* [Challenge 1]: Pull out, unchanged, every line of the rows below that contains the word "water".

In his book, Mr Rusesabagina rankles at the 1994 genocide being characterised as the product of ‘ancient tribal hatreds’. Rather, he says, it was the result of power struggles that can be traced back hundreds of years, the legacy of European imperialism. In much the same way as the Spanish conquered the Aztecs with a divide and rule strategy, backing a weaker tribe against the stronger one until the coloniser rules by proxy, European colonialists carved up Africa between them, creating a deeply divided continent.
Following the 1885 Conference of Berlin, Rwanda went to the Germans, who expressed little interest in expending their energies on what they considered a midland backwater, so their influence was largely symbolic, with the Tutsis running the country. However, after WWI, Germany forfeited Rwanda to the Belgians, who took a more active role in exploiting the country’s natural resources, not to mention pitting the crop-tending serf-class Hutus against the cattle-owning ascendancy Tutsis. The 1994 genocide was the latest in a long series of recurring civil wars resulting from these ingrained antagonisms.
In Mr Rusesabagina’s view, the UN abjectly failed to make recompense for their ancestors’ transgressions, sending only a poorly co-ordinated skeleton force to Rwanda, one rendered impotent by beaurocratic processes. It would have been better, he contends, had they not offered false protection, which only encouraged people to gather in churches and schools that became human abottoirs within minutes of the UN soldiers pulling out. In one horrific passage, the author describes people begging soldiers to shoot them in the head to be spared the horror of slow dismemberment.
“I would define the United Nations as a total failure,” he says. “A disaster. So far the United Nations' peacekeeping mission has never fully succeeded anywhere in the world. If you have an example you can give me one. They always failed wherever they went. If the UN do not thoroughly reform, starting with their way of making decisions by consensus, they will never reach anywhere. You can never call on 50 or 100 hundred countries, each country bringing at least three or four or five people, to sit down and come up with an agreement. According to geopolitical and economical interests, it will take months and the resolution will be diluted.
“And after coming up with an agreement, the UN do not have an emergency army. They go to countries and start begging soldiers, gathering weapons and ammunition for soldiers who’ve never used them, and then, in the end, they might get 3000 soldiers from at least 30 different countries, speaking at least 30 different languages. Can you imagine a commander of such a force, which never trained together and can’t speak the same language, trying to co-ordinate such an army? In the end, the definition of a UN peacekeeping mission is not a peacekeeping or peacemaking mission, but rather a neutral observer who’ll come and stand there and watch people butchering and killing each other.”
Two years after the genocide, Mr Rusesabagina and his family left Rwanda for Belgium, where he supported himself by driving a cab.
“In September 1996 I was threatened and narrowly escaped into exile,” he says. “You can never imagine how it hurts to be a refugee. I went with a one year visa, went to Belgian immigration, gave up my passport and turned my back. At that time I was someone without a country. No one can imagine how you feel when you remain without country, without nation, without any status. No one can imagine how heartbreaking that can be, but it is. I hated that.

* [Data provided]:
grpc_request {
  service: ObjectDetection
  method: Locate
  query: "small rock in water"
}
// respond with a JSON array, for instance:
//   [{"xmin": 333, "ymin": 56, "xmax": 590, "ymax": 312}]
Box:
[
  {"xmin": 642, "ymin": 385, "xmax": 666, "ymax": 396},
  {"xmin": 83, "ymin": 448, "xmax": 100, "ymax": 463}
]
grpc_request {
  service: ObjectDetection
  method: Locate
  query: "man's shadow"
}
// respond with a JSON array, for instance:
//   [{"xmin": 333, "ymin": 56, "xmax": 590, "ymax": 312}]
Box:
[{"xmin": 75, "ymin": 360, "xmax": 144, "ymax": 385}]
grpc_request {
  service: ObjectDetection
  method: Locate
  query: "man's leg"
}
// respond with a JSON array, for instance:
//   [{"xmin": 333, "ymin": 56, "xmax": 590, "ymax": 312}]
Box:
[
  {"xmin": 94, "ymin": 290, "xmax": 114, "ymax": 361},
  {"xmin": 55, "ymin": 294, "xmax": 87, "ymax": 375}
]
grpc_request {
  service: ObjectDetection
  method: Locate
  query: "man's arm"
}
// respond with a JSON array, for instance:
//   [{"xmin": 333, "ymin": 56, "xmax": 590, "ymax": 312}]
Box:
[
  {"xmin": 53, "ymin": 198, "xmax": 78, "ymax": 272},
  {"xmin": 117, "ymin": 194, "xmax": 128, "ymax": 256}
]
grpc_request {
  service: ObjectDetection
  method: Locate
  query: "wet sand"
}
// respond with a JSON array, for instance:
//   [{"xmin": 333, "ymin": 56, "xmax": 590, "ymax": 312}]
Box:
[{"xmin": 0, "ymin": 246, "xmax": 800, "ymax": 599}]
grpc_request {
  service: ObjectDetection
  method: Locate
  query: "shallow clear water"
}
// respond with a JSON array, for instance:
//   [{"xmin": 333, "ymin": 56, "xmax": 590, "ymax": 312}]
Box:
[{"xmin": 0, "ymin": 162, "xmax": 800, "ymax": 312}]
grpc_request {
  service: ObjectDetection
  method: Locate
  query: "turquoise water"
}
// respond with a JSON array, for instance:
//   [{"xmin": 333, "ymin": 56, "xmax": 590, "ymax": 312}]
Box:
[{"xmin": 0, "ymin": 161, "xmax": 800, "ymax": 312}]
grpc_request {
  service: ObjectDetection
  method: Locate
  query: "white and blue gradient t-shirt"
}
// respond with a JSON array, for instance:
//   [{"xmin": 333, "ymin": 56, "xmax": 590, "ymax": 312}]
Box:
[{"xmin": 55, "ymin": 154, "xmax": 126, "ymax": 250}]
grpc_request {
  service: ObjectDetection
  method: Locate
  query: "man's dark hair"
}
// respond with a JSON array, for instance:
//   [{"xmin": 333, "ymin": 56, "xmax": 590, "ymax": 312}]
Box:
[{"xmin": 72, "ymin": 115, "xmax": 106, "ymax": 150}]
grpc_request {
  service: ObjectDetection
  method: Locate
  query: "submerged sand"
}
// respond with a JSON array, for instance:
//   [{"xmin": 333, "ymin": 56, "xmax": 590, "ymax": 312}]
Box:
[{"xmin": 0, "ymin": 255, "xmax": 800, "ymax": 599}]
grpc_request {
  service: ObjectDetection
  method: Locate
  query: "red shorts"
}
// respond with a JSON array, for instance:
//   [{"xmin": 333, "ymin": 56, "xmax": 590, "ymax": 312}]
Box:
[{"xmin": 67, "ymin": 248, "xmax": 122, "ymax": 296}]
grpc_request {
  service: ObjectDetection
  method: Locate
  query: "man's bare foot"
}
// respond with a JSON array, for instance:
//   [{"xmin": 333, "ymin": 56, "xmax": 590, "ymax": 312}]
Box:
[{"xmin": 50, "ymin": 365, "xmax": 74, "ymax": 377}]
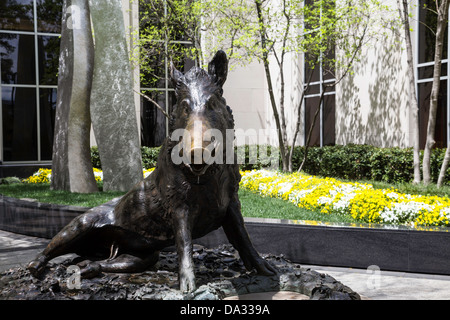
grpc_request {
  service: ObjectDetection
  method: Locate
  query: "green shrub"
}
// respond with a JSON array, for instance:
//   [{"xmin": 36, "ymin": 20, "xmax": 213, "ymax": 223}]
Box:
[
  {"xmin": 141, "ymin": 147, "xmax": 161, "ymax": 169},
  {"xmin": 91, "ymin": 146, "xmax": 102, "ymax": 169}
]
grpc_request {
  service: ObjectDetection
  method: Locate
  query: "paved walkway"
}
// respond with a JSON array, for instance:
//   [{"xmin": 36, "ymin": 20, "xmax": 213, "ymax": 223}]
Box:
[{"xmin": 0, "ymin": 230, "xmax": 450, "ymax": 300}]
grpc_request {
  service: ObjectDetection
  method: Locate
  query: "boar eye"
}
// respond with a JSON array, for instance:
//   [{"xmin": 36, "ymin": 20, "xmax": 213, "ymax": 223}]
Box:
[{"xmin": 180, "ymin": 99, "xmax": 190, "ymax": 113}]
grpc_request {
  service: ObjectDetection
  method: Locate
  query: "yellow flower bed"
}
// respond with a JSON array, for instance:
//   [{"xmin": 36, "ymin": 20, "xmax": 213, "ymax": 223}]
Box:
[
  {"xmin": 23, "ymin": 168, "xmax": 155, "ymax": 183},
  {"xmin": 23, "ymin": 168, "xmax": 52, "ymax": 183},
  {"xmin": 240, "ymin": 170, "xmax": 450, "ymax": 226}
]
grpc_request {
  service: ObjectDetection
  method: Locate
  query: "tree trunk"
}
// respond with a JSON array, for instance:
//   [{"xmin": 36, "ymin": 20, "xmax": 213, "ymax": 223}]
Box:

* [Challenge 2]: From the text on Rwanda above, extract word for word the span that begins with the words "Two years after" and ends with the words "I hated that.".

* [Written response 1]:
  query: "small rock in water"
  query: "shallow clear water"
  query: "turquoise water"

* [Written response 2]:
Two years after the genocide, Mr Rusesabagina and his family left Rwanda for Belgium, where he supported himself by driving a cab.
“In September 1996 I was threatened and narrowly escaped into exile,” he says. “You can never imagine how it hurts to be a refugee. I went with a one year visa, went to Belgian immigration, gave up my passport and turned my back. At that time I was someone without a country. No one can imagine how you feel when you remain without country, without nation, without any status. No one can imagine how heartbreaking that can be, but it is. I hated that.